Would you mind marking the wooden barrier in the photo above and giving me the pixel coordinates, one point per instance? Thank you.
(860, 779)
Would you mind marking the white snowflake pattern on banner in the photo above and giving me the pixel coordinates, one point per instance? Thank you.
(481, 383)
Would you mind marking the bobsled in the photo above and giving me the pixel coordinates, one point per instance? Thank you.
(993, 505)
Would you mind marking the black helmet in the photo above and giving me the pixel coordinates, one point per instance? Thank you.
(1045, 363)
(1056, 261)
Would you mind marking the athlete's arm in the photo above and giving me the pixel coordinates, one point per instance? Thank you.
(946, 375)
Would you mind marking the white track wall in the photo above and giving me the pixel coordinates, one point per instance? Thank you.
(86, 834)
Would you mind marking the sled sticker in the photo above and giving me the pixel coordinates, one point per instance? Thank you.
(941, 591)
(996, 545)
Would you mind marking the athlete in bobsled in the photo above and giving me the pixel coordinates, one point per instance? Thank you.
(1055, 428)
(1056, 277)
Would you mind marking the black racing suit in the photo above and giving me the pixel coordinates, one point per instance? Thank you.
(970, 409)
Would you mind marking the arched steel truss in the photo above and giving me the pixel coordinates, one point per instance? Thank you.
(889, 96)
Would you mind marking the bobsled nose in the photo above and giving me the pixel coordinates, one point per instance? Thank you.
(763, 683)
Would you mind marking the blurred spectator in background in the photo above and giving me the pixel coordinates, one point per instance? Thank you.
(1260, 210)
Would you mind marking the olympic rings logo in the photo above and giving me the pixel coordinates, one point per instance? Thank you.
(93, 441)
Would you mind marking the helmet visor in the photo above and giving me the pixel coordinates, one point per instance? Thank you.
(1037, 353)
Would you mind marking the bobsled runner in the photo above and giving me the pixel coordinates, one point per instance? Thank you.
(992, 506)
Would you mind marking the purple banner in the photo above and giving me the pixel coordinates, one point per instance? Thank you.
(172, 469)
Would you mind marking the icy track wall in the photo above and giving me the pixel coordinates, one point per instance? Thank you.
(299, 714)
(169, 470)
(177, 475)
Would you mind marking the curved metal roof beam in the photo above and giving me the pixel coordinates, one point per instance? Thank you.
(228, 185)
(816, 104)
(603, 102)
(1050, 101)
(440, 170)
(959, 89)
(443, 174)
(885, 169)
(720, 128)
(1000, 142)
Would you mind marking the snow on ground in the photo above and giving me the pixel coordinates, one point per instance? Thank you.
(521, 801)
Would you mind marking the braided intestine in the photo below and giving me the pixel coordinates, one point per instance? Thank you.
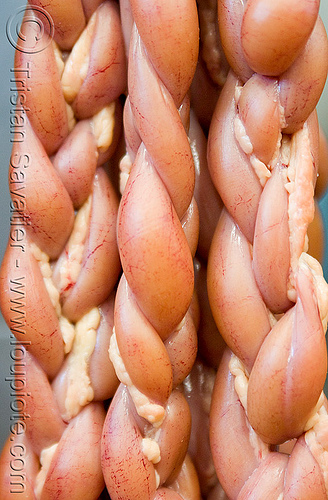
(62, 262)
(153, 348)
(267, 294)
(211, 234)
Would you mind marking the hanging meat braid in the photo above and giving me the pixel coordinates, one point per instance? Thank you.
(267, 294)
(62, 260)
(62, 264)
(146, 432)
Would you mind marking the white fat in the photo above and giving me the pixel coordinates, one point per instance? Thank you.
(77, 63)
(46, 457)
(103, 127)
(58, 58)
(321, 286)
(71, 260)
(70, 117)
(261, 170)
(242, 137)
(152, 412)
(301, 197)
(125, 169)
(66, 328)
(238, 370)
(79, 389)
(68, 332)
(150, 448)
(317, 440)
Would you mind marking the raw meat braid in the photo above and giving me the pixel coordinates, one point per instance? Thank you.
(62, 262)
(146, 432)
(267, 294)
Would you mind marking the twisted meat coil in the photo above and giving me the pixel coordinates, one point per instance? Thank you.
(62, 254)
(268, 295)
(147, 429)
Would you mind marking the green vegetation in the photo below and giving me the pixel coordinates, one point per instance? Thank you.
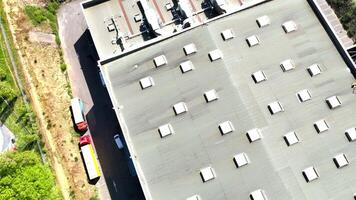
(47, 15)
(346, 11)
(22, 176)
(22, 173)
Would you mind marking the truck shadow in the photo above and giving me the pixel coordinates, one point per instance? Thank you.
(103, 125)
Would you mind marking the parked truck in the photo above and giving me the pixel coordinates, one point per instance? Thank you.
(90, 161)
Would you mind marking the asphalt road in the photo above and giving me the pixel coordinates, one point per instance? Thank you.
(80, 53)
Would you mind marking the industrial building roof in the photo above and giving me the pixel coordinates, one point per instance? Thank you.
(196, 154)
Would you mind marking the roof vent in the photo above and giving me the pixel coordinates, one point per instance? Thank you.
(160, 61)
(254, 135)
(258, 195)
(147, 82)
(333, 102)
(259, 76)
(241, 159)
(287, 65)
(189, 49)
(263, 21)
(351, 134)
(275, 107)
(165, 130)
(186, 66)
(252, 41)
(227, 34)
(291, 138)
(310, 174)
(321, 126)
(340, 160)
(207, 174)
(226, 127)
(289, 26)
(194, 197)
(304, 95)
(215, 55)
(314, 70)
(180, 108)
(211, 95)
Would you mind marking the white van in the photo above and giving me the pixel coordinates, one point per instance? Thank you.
(118, 141)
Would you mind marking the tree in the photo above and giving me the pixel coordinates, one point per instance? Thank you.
(23, 176)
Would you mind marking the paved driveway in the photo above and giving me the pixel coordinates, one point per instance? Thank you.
(80, 54)
(5, 138)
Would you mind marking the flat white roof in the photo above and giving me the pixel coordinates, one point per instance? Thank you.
(340, 160)
(227, 34)
(189, 49)
(180, 108)
(165, 130)
(310, 174)
(263, 21)
(275, 107)
(226, 127)
(241, 159)
(252, 40)
(215, 55)
(303, 95)
(160, 61)
(291, 138)
(289, 26)
(259, 76)
(287, 65)
(207, 174)
(333, 102)
(254, 135)
(321, 126)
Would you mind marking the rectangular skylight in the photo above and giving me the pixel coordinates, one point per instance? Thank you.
(289, 26)
(194, 197)
(211, 95)
(252, 41)
(254, 135)
(165, 130)
(147, 82)
(287, 65)
(137, 18)
(259, 76)
(310, 174)
(111, 27)
(189, 49)
(186, 66)
(275, 107)
(333, 102)
(304, 95)
(351, 134)
(207, 174)
(340, 160)
(215, 55)
(241, 159)
(227, 34)
(160, 60)
(226, 127)
(291, 138)
(321, 126)
(258, 195)
(263, 21)
(180, 108)
(314, 70)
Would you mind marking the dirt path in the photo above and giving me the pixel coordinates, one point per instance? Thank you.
(47, 88)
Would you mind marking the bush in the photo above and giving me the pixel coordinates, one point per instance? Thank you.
(37, 15)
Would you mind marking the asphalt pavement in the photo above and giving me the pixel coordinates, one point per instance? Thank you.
(117, 181)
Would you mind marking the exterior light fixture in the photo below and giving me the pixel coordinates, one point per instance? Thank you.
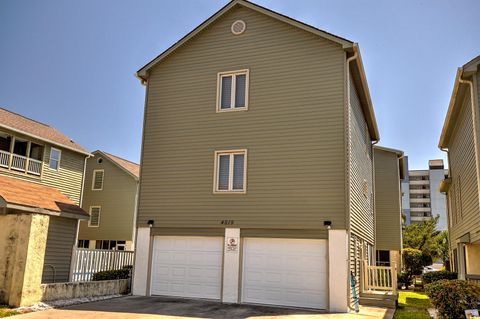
(327, 223)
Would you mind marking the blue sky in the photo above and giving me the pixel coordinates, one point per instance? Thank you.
(71, 64)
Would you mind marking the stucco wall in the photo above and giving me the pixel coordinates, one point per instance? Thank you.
(70, 290)
(22, 251)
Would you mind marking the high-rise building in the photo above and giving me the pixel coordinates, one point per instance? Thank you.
(421, 198)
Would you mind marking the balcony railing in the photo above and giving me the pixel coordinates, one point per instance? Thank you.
(20, 163)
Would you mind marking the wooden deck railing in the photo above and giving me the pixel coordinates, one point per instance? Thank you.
(20, 163)
(379, 278)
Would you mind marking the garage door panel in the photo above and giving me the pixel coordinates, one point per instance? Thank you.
(187, 266)
(288, 272)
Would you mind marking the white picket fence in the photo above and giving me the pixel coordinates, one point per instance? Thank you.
(86, 262)
(379, 278)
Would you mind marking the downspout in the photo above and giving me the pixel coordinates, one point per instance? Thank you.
(78, 221)
(347, 175)
(475, 130)
(477, 164)
(374, 207)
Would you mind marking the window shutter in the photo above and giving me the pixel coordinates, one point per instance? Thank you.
(238, 170)
(223, 171)
(240, 90)
(226, 92)
(94, 216)
(98, 180)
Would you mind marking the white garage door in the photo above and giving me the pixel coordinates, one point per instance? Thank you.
(287, 272)
(187, 266)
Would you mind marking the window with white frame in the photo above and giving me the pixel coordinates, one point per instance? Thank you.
(54, 161)
(94, 216)
(97, 180)
(232, 89)
(230, 171)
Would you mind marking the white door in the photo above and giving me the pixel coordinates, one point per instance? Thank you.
(187, 266)
(286, 272)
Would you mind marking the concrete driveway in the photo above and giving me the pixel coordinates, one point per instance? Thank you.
(134, 307)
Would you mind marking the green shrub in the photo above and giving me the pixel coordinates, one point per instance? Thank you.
(111, 274)
(433, 276)
(453, 297)
(404, 278)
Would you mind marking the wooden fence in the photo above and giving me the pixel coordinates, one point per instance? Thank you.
(86, 262)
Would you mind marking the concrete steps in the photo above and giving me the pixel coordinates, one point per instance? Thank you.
(378, 300)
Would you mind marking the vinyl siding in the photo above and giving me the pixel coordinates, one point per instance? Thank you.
(117, 201)
(362, 221)
(68, 179)
(463, 194)
(387, 201)
(58, 252)
(293, 130)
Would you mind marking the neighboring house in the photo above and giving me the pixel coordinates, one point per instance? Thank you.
(459, 139)
(110, 196)
(256, 164)
(425, 199)
(388, 209)
(41, 178)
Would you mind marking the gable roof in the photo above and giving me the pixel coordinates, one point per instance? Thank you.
(37, 198)
(130, 167)
(143, 72)
(454, 105)
(24, 125)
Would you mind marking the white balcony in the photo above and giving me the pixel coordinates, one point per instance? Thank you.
(20, 163)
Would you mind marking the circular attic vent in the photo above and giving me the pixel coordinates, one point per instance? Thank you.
(238, 27)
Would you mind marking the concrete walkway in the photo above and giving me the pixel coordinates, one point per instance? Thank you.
(134, 307)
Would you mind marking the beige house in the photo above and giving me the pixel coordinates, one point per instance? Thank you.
(459, 139)
(389, 172)
(257, 164)
(110, 196)
(41, 178)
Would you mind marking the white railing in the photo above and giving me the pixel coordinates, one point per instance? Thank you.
(34, 166)
(86, 262)
(19, 162)
(4, 159)
(379, 278)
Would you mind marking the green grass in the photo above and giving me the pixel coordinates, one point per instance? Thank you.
(7, 312)
(412, 305)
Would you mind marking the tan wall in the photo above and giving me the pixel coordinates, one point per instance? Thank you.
(22, 250)
(387, 200)
(117, 201)
(362, 221)
(68, 179)
(293, 130)
(472, 256)
(463, 193)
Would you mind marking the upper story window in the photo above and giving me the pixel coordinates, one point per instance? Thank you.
(97, 180)
(230, 171)
(54, 161)
(232, 91)
(94, 216)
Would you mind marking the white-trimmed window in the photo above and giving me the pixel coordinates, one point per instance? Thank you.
(232, 91)
(230, 171)
(94, 216)
(54, 160)
(97, 180)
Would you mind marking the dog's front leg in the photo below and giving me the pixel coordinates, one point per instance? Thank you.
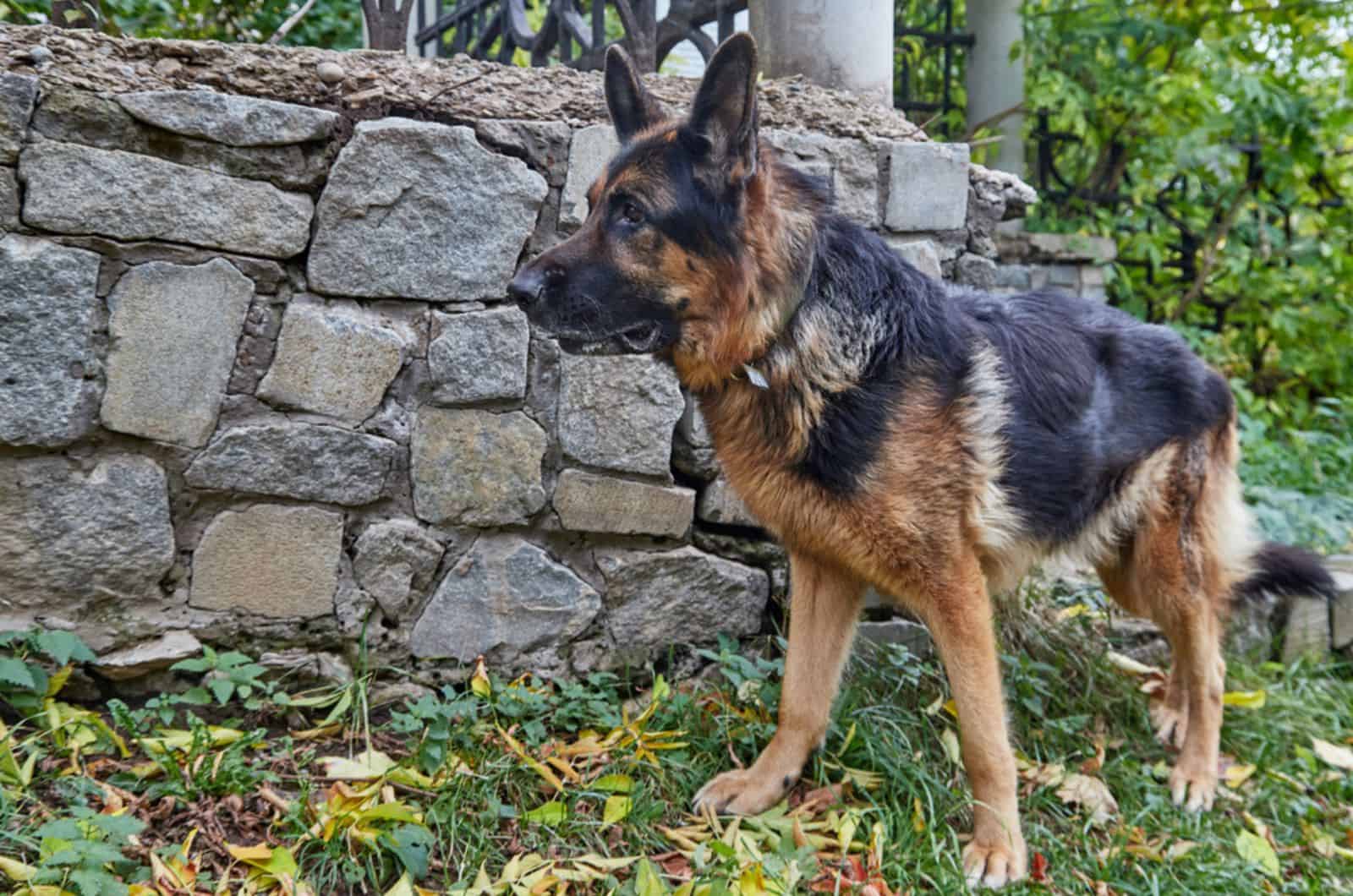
(824, 605)
(960, 617)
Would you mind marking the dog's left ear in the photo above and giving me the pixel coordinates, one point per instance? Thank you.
(724, 112)
(631, 106)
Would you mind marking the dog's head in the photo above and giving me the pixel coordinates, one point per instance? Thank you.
(653, 265)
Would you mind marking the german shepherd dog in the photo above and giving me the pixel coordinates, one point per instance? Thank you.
(897, 432)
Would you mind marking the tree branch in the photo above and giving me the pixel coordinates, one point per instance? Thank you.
(1211, 251)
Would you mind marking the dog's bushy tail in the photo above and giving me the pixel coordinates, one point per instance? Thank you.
(1280, 569)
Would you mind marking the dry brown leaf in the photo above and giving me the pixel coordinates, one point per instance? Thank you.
(1091, 794)
(1333, 754)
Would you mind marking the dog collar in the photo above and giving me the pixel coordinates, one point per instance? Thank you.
(755, 376)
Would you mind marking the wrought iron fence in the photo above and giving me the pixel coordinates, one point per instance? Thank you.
(927, 44)
(1100, 188)
(570, 31)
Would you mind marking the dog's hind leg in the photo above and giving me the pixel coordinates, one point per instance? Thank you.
(824, 607)
(958, 612)
(1179, 570)
(1169, 706)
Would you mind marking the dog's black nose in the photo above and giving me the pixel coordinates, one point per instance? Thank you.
(531, 283)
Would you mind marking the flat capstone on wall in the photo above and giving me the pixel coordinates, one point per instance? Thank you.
(259, 383)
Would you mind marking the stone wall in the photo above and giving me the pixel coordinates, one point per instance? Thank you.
(259, 386)
(1068, 261)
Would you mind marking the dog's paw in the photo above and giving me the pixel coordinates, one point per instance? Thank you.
(994, 864)
(1194, 785)
(1170, 724)
(743, 792)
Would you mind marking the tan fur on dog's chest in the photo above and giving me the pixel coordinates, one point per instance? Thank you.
(895, 533)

• Task directions:
Write out the data again, starting at the line that contains "Would you mind marking the athlete's" and ending after the line that contains "(1037, 353)". Keep the requests unchanged, and raise every number in the coordinate pairs by 144.

• Response:
Would you mind marking the athlete's arm in the photo above and giving me the pixel coordinates, one point per instance? Thank you.
(1090, 519)
Would you mind marking the white track wall in the photo above and giving me the pixel coordinates, one point per instance? Thank you.
(230, 978)
Would you mind marking the sled sticker in the photo above and giving me the pixel coordinates, one point per instance? Thank you.
(1085, 735)
(1140, 689)
Would you mind marking the athlete in bobsled in the photo above and giving me the pixel coordinates, one point per instance? Thank you.
(1199, 572)
(1200, 421)
Would you mind marking the black racing suit in the photo above and giving me the pixel coordinates, one point per instance? Thank you.
(1114, 553)
Would you mind marking the arched steel truss in the photo above and giving me the pixel coordinates, one point per instance? Thank you.
(1033, 240)
Would you mind marking the bobsled nose in the photo above and giving me the pixel coordinates, one point per instance? Thank you.
(907, 827)
Would you mind marking the blurred spectator in background in the photo above and giving me the pixel coordinates, one point per instance? Thank you.
(1404, 354)
Would you mind marking the olympic rings logo in the photo above and giving me the pixel coordinates, one point per instance? Thank you.
(237, 585)
Would you mind marking the helmet visor in the photo above and giving me the pixel coordinates, one point per instance? Thank you.
(1181, 497)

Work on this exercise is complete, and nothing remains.